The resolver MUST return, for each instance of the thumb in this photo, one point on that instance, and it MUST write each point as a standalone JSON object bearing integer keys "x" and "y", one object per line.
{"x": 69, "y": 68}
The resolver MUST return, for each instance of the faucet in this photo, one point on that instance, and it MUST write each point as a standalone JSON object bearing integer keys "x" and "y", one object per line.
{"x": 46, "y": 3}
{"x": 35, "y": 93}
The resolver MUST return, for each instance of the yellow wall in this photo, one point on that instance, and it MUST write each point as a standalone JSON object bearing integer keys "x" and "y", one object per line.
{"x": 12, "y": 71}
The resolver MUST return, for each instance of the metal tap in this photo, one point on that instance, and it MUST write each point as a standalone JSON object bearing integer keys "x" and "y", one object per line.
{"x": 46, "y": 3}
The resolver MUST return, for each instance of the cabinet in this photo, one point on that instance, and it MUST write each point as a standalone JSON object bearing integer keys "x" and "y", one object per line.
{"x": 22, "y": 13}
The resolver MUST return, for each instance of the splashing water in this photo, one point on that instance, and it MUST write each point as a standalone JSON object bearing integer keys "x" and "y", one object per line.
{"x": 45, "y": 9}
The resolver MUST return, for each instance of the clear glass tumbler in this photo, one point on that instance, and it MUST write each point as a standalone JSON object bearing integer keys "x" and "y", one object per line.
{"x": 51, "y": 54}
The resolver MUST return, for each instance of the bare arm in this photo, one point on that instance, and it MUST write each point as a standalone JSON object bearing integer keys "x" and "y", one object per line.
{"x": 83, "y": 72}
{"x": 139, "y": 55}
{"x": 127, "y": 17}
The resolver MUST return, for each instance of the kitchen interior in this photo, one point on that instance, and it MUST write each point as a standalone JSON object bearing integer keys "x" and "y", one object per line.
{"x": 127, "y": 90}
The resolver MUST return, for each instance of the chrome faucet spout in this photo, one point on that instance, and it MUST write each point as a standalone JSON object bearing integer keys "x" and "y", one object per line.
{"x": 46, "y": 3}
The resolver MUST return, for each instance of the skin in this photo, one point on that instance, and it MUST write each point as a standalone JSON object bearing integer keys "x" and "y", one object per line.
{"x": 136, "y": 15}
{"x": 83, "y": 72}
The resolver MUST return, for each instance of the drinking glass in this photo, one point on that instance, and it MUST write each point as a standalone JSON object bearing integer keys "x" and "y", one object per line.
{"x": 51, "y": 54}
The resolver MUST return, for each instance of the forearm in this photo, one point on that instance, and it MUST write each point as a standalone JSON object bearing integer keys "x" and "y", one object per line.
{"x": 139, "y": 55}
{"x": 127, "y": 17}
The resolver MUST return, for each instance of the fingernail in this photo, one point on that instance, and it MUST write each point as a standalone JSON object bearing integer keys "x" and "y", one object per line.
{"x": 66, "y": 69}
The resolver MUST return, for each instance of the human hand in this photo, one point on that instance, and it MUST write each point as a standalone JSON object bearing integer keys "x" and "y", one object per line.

+++++

Transcribe the full listing. Change nothing.

§ **SOLUTION FOR THIS EXERCISE**:
The resolver MUST return, for each instance of the thumb in this photo, one point on that instance, and it MUST write each point as a standalone JSON object bearing integer keys "x" and "y", one object per line.
{"x": 69, "y": 68}
The resolver MUST return, for each instance of the faucet in this photo, one point on that instance, and it MUST write each point as a standalone JSON object bearing integer keys "x" and "y", one object per line.
{"x": 46, "y": 3}
{"x": 35, "y": 93}
The resolver MUST return, for each instance of the yellow wall in this photo, one point on that instance, and it MUST write each point as a standalone JSON object bearing integer keys "x" and "y", one object per line.
{"x": 12, "y": 71}
The resolver MUST return, for each instance of the metal tap in this photo, one point on that instance, and it MUST write each point as a standalone JSON object bearing integer keys "x" and "y", one object per line.
{"x": 46, "y": 3}
The resolver MUST return, for each instance of the cabinet in this photo, one point on that instance, and it MUST write each point as a standalone JSON object bearing integer keys "x" and "y", one object per line.
{"x": 22, "y": 13}
The resolver MUST return, for each instance of the splashing water in this photo, one point on that instance, and it MUST write each point as a standalone JSON object bearing integer keys "x" and "y", one object per line.
{"x": 45, "y": 9}
The resolver MUST return, for each instance of the clear glass tumbler in this photo, one point on that instance, and it MUST write each point as a standalone JSON object bearing integer keys "x" and "y", one object per line.
{"x": 51, "y": 54}
The resolver MUST return, for each instance of the bare arm in this photo, one point on that instance, and it MUST write each point as a standalone JSON object bearing integer keys "x" and "y", one object per line.
{"x": 83, "y": 72}
{"x": 139, "y": 55}
{"x": 127, "y": 17}
The resolver MUST return, for each instance of the kitchen interior in this photo, one point on that instance, and it MUST write each point as a standalone JSON object bearing integer keys "x" and "y", one object per line.
{"x": 127, "y": 90}
The resolver MUST return, for each instance of the chrome faucet spout in this photo, one point on that instance, and it MUST write each point as a standalone JSON object bearing integer keys "x" and "y", one object per line.
{"x": 46, "y": 3}
The resolver MUST return, for each instance of the skin in this photo, one point on that instance, and it MUST write each point as a standalone JSON object bearing integer keys "x" and "y", one object per line.
{"x": 136, "y": 15}
{"x": 83, "y": 72}
The resolver MUST return, for each instance of the drinking glass in this photo, one point on that instance, and it MUST write each point as a standalone JSON object bearing integer keys "x" and "y", one object per line.
{"x": 51, "y": 54}
The resolver MUST return, for each instance of the forearm in this photo, one point on that instance, and it MUST write each point as a standalone JSON object bearing integer keys "x" and "y", one object per line.
{"x": 139, "y": 55}
{"x": 127, "y": 17}
The resolver MUST return, for each instance of the fingernail in this photo, one point on that instance, and it MUST write each point as a standalone JSON object bearing integer keys "x" and "y", one object per line.
{"x": 66, "y": 69}
The resolver MUST return, for each instance of the human hand in this photo, one point on that instance, and it MUST write each point as a standalone JSON object bearing integer keys "x" and "y", one object per line.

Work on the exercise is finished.